## La consigne
Relevez, s'il vous plaît, toutes les lignes des entrées ci-dessous où figure le mot « patch », en les recopiant telles quelles.

## Entrées fournies
*-*-*
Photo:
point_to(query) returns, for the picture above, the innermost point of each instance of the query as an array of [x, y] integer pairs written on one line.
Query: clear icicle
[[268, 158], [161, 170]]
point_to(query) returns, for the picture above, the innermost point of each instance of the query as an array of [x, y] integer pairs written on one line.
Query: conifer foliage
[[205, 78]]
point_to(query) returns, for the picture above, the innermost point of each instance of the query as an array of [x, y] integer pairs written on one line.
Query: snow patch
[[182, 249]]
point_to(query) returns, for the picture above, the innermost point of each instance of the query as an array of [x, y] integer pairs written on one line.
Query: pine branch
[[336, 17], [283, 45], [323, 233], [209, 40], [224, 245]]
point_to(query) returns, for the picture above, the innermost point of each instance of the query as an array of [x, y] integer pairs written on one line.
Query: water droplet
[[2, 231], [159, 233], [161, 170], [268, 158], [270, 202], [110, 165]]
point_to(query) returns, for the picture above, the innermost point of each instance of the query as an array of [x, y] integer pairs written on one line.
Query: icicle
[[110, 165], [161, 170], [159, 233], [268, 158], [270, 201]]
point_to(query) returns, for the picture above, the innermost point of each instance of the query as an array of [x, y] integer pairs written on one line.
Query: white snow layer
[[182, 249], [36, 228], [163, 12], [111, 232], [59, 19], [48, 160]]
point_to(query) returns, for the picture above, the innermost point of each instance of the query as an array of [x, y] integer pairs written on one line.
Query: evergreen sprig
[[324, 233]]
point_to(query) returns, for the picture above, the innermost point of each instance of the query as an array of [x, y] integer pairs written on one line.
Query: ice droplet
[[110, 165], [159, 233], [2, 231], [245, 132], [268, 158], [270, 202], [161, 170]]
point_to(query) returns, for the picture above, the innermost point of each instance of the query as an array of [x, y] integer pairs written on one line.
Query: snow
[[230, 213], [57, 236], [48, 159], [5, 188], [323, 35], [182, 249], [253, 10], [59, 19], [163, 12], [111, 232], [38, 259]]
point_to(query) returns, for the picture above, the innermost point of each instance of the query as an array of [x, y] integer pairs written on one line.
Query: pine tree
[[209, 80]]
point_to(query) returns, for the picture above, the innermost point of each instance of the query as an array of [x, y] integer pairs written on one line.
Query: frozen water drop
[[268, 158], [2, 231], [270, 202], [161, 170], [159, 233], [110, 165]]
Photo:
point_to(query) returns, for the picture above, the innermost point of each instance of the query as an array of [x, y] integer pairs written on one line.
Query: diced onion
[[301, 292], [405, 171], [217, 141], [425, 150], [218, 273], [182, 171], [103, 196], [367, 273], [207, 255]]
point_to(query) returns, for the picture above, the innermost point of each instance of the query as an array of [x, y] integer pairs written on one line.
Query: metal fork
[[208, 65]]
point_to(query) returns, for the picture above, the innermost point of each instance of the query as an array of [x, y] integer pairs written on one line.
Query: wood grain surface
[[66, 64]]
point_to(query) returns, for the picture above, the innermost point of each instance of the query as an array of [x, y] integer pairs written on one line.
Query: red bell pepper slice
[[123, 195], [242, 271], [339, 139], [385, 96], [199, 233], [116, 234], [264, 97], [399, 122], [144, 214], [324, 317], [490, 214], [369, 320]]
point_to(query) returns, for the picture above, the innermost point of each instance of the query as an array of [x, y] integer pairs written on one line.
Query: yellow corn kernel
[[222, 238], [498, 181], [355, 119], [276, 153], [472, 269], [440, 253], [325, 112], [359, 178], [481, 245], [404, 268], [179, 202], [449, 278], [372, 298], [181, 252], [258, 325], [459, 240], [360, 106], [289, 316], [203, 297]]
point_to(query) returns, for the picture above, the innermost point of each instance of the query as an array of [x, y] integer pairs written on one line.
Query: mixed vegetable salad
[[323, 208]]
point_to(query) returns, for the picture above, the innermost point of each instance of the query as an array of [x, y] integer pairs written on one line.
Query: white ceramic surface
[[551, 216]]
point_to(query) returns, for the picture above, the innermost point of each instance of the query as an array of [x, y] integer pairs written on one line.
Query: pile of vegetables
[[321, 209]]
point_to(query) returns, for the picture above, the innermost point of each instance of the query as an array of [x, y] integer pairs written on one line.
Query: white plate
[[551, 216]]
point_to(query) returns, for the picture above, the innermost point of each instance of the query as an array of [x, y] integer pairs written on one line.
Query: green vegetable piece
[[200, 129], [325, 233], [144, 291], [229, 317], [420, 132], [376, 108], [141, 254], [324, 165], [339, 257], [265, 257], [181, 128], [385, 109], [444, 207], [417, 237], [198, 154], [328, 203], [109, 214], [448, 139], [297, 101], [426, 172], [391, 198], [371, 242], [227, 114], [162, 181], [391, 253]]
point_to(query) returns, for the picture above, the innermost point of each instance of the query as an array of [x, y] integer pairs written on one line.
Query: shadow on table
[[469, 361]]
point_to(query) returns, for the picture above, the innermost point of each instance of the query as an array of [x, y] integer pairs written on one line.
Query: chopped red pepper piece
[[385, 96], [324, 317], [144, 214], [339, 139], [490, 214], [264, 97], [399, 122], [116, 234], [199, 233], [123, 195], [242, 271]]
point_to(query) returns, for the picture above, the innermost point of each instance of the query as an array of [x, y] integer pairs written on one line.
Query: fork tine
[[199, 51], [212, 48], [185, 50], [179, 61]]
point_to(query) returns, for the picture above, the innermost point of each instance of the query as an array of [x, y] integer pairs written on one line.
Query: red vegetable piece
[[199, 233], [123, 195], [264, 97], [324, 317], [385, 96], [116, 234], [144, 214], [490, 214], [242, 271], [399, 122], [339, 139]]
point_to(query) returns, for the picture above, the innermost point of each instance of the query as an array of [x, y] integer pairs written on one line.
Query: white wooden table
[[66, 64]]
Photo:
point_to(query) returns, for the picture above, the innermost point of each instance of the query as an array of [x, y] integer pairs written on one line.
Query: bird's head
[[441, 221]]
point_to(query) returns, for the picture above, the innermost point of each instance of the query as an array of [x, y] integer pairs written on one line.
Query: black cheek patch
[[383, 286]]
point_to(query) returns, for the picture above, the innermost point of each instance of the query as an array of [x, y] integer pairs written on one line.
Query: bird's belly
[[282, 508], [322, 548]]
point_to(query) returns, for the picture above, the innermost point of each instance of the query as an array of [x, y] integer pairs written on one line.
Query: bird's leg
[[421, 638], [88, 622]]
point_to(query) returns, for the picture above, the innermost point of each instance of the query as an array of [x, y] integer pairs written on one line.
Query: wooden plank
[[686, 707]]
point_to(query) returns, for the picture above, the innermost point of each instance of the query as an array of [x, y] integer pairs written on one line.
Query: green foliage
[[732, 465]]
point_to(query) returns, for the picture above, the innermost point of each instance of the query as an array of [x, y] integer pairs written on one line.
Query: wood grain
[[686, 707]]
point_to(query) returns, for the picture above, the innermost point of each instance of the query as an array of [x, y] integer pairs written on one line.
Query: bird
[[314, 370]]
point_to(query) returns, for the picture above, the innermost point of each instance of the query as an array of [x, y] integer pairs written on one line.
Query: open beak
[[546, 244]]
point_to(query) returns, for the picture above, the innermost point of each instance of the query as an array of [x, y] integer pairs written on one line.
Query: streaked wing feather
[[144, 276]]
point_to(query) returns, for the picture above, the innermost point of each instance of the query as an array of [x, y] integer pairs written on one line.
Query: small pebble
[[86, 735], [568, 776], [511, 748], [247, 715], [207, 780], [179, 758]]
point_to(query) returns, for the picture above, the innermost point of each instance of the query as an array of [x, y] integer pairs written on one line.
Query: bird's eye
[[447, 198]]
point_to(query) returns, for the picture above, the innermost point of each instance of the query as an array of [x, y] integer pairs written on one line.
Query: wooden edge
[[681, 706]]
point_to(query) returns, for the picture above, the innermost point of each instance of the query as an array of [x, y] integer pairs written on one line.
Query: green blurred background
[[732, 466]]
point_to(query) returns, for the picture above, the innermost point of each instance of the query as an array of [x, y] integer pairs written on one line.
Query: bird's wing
*-*-*
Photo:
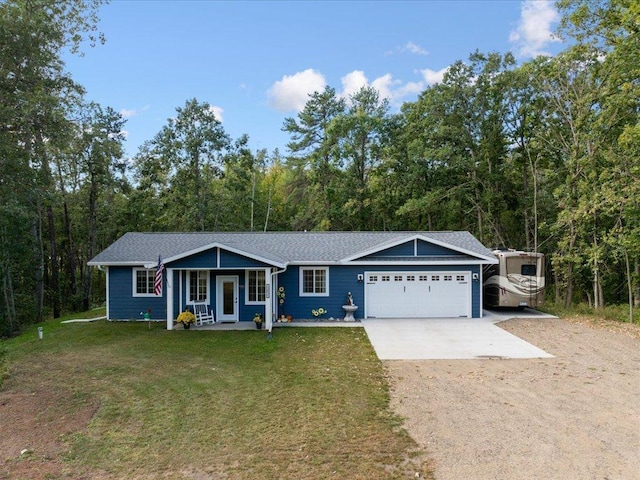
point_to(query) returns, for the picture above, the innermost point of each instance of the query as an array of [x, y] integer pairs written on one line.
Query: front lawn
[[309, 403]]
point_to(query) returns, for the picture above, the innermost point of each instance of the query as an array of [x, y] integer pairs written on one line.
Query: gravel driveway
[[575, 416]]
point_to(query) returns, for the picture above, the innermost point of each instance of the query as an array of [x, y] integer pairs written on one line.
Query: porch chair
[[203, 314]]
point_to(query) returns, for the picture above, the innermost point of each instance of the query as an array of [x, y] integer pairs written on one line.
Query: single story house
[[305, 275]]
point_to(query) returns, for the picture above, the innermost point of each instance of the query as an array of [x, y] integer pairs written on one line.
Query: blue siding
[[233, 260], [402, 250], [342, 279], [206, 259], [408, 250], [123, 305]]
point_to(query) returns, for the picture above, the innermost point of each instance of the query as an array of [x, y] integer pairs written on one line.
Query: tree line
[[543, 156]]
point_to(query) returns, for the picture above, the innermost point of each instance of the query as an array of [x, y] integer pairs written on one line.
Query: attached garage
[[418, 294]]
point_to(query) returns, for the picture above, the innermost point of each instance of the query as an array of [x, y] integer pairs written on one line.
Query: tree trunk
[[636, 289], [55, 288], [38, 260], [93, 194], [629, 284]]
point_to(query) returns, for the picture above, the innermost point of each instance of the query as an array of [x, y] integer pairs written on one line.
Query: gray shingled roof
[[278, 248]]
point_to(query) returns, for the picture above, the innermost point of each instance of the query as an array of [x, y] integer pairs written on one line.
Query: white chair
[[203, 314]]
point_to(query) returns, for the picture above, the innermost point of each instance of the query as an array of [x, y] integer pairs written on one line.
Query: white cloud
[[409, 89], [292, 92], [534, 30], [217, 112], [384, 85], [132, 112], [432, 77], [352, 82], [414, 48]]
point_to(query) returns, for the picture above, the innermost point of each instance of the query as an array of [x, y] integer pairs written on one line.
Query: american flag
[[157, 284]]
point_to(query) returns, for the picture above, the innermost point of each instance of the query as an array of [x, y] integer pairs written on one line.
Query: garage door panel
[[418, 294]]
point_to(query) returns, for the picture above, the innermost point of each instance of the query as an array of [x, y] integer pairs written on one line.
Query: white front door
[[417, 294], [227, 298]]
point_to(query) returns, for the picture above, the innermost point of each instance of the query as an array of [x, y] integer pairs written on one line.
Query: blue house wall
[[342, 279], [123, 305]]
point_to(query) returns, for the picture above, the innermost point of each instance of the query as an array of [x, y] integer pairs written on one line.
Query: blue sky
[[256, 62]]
*-*-*
## Résultat
Query: snow patch
Query: black cheek patch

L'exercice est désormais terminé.